◆ Aim:
Gather every line of the listing below that contains the string "penguin", matching case exactly.

◆ Records supplied:
***
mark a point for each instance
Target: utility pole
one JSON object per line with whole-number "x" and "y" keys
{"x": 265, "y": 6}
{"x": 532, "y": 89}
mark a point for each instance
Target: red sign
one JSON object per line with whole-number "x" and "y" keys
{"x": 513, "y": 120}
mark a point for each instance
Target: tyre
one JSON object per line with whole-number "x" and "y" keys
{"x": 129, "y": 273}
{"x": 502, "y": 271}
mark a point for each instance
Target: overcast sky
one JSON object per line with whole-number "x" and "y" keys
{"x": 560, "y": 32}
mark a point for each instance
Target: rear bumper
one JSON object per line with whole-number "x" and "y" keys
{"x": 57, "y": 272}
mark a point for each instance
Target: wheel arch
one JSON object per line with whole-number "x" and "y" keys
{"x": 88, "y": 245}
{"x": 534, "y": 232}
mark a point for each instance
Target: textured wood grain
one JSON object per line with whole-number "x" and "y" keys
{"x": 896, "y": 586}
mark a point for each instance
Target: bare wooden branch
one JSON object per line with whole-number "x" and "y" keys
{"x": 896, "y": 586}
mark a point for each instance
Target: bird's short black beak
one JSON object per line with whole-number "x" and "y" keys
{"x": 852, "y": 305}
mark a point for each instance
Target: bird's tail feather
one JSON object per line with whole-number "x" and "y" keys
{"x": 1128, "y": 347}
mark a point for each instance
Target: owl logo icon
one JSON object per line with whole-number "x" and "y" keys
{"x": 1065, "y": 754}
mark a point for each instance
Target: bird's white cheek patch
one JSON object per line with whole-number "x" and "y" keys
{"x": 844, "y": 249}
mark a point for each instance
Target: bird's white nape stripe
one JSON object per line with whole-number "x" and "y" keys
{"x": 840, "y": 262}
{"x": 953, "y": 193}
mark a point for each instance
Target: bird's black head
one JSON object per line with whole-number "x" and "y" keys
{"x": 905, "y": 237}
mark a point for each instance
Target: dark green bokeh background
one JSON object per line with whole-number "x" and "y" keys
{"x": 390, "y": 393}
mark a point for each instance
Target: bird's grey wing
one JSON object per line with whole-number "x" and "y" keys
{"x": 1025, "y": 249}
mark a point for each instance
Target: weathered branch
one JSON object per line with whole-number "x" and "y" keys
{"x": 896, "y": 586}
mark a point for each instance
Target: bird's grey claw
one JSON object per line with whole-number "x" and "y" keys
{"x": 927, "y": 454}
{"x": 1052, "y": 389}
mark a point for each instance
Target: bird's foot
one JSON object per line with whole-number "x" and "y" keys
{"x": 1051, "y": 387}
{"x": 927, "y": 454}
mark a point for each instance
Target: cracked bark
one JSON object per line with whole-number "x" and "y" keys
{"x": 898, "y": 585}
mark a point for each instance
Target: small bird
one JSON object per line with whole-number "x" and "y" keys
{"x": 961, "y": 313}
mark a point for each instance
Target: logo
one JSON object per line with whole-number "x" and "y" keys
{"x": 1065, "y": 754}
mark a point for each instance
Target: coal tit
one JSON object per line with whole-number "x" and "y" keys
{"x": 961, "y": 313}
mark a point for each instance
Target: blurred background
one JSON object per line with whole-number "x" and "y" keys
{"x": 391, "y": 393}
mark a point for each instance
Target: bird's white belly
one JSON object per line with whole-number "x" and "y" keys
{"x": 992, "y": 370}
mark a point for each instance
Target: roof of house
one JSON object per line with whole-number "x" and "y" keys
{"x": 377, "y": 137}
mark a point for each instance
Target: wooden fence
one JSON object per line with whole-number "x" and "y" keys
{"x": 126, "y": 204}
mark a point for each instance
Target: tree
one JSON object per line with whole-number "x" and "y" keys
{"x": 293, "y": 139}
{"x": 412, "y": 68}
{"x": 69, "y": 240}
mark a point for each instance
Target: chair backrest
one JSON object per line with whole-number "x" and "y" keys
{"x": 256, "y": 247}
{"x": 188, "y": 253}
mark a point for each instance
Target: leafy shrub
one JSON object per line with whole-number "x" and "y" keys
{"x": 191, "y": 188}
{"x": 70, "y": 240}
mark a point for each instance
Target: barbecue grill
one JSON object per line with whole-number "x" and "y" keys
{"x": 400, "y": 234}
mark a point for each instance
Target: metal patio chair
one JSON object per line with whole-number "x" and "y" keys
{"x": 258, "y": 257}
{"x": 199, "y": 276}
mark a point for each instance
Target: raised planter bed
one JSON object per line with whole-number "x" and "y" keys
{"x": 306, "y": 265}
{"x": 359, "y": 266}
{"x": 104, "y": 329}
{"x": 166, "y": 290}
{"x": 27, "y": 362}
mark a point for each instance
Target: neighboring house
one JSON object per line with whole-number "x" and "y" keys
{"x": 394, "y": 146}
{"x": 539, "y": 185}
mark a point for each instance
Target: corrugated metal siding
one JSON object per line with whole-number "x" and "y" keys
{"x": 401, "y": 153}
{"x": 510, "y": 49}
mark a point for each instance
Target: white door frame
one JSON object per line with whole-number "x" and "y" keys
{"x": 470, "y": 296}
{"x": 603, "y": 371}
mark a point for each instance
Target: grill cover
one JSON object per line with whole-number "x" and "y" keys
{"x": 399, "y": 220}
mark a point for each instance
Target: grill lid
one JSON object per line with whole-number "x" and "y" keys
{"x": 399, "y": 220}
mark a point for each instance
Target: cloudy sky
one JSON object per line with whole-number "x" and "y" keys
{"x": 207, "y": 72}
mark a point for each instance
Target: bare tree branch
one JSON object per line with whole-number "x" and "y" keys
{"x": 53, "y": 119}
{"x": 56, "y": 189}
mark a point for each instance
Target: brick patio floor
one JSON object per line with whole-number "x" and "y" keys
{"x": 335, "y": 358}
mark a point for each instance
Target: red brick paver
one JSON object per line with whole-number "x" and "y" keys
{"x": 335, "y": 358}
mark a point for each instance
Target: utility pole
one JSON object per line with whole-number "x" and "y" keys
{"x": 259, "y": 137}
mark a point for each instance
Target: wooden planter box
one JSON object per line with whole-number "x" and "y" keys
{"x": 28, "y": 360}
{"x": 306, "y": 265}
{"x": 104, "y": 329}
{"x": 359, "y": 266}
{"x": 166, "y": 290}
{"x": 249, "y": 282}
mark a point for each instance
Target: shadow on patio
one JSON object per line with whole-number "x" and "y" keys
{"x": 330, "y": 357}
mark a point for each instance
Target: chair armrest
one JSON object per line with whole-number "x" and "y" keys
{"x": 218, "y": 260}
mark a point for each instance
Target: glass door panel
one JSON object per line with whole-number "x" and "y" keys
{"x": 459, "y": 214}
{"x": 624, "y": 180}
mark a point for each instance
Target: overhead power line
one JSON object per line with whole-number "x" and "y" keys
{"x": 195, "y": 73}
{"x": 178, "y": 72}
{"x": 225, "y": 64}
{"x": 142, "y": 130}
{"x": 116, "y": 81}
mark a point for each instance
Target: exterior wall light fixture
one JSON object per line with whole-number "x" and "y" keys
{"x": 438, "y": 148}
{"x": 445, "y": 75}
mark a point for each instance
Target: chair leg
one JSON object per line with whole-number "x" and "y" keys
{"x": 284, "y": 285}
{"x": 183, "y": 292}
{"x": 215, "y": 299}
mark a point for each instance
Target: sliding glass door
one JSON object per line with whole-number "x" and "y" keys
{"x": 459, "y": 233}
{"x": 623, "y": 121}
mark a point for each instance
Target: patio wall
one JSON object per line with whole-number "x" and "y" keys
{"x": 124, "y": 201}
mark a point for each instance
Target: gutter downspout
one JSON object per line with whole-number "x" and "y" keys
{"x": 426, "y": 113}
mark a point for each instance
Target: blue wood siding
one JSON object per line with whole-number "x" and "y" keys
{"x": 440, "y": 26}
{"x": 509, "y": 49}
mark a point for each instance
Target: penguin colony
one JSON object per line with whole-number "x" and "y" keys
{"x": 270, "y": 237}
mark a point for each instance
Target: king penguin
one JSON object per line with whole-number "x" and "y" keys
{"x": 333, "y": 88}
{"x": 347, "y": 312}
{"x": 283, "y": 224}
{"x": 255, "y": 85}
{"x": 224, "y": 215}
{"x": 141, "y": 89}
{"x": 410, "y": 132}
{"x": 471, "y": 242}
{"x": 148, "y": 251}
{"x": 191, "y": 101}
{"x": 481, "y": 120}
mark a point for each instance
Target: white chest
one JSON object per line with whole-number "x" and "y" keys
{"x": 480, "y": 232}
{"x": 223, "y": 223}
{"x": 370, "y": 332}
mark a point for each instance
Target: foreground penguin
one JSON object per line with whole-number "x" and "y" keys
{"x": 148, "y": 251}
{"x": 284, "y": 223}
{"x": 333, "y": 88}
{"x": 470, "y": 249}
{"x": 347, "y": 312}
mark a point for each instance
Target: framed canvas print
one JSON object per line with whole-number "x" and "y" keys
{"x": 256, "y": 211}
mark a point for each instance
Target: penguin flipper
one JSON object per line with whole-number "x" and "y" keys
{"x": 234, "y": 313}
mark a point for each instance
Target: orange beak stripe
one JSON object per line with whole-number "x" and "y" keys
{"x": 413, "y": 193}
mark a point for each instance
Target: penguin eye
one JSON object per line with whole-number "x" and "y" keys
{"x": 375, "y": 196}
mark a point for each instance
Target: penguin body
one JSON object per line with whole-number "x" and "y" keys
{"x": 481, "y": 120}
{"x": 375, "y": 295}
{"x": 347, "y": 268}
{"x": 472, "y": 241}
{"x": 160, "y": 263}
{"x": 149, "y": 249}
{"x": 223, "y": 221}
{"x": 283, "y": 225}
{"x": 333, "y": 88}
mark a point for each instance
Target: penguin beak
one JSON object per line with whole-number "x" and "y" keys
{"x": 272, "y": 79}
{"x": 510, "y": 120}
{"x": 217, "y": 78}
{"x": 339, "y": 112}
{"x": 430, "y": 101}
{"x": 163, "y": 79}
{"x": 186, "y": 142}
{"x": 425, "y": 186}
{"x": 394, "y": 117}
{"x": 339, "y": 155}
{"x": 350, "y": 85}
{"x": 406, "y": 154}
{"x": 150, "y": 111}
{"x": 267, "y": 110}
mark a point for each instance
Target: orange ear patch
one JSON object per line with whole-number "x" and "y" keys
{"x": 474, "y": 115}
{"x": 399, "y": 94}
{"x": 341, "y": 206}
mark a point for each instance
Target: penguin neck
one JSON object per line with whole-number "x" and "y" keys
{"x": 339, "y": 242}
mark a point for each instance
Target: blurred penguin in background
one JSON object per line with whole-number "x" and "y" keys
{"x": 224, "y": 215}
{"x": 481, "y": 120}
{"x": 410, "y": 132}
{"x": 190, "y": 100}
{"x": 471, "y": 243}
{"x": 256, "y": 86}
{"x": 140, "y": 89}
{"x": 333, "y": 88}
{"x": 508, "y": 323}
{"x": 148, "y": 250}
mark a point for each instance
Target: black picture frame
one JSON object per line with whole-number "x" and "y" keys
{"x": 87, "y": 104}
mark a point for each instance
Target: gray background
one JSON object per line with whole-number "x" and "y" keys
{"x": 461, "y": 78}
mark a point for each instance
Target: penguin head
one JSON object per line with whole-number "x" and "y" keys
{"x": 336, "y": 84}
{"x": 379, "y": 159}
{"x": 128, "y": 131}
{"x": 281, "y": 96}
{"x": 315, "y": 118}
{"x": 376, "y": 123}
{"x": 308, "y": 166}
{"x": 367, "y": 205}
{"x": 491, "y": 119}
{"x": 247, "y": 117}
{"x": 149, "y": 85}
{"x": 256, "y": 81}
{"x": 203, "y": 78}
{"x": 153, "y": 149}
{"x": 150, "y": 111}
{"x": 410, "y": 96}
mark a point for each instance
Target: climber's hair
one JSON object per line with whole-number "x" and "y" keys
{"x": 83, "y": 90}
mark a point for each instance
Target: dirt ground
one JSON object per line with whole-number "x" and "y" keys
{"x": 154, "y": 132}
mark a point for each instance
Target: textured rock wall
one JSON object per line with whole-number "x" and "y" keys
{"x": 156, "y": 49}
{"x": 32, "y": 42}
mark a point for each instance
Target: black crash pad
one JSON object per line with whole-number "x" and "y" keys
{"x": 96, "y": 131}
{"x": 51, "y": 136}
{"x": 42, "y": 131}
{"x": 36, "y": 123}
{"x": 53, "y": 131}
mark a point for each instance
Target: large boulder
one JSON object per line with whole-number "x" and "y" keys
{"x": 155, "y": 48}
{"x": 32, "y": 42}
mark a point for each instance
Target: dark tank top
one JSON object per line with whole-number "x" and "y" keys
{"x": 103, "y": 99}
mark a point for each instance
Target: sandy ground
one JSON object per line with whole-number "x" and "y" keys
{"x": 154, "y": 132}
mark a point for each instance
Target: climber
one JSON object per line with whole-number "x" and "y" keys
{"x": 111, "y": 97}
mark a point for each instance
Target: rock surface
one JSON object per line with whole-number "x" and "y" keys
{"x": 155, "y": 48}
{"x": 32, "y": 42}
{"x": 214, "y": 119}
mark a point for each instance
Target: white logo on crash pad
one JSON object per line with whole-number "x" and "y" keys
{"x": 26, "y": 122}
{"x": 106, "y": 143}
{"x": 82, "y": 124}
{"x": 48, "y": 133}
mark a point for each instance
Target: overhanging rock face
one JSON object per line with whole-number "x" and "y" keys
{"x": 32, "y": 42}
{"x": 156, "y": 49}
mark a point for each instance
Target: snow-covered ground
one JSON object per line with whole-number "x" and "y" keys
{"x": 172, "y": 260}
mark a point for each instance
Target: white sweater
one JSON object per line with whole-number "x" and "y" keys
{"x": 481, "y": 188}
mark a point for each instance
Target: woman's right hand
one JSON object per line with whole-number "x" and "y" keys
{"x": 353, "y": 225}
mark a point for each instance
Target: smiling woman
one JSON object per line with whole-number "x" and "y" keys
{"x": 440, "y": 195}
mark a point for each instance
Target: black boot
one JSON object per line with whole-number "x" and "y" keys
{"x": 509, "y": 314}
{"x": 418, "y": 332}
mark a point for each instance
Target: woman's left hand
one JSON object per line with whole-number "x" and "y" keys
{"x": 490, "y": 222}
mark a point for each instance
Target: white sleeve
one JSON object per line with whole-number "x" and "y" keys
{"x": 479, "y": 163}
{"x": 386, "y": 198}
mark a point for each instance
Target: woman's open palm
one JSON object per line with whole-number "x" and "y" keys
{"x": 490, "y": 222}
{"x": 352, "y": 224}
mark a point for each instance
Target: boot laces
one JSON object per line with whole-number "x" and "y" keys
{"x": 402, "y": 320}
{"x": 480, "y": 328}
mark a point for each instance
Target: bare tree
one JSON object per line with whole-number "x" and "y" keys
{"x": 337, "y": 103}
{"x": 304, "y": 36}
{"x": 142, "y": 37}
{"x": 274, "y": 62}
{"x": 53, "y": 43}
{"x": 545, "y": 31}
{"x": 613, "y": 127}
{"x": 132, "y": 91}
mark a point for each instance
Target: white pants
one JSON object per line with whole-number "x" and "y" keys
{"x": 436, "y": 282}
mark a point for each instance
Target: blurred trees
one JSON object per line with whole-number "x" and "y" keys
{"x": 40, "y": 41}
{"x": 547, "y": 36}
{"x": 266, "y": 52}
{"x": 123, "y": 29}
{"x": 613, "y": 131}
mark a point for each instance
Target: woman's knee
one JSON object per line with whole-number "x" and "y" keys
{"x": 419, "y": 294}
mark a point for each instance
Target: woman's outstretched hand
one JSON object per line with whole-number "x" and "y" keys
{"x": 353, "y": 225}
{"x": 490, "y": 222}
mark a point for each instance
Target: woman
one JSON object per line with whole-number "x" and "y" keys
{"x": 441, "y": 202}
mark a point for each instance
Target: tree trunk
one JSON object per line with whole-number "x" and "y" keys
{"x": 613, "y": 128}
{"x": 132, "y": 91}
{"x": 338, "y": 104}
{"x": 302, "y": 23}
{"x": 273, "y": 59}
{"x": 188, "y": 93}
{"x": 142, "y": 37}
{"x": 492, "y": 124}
***
◆ Exercise response:
Target: penguin colony
Target: king penguin
Target: foreground penguin
Target: penguin flipper
Target: penguin eye
Target: penguin body
Target: penguin beak
Target: penguin neck
Target: blurred penguin in background
Target: penguin head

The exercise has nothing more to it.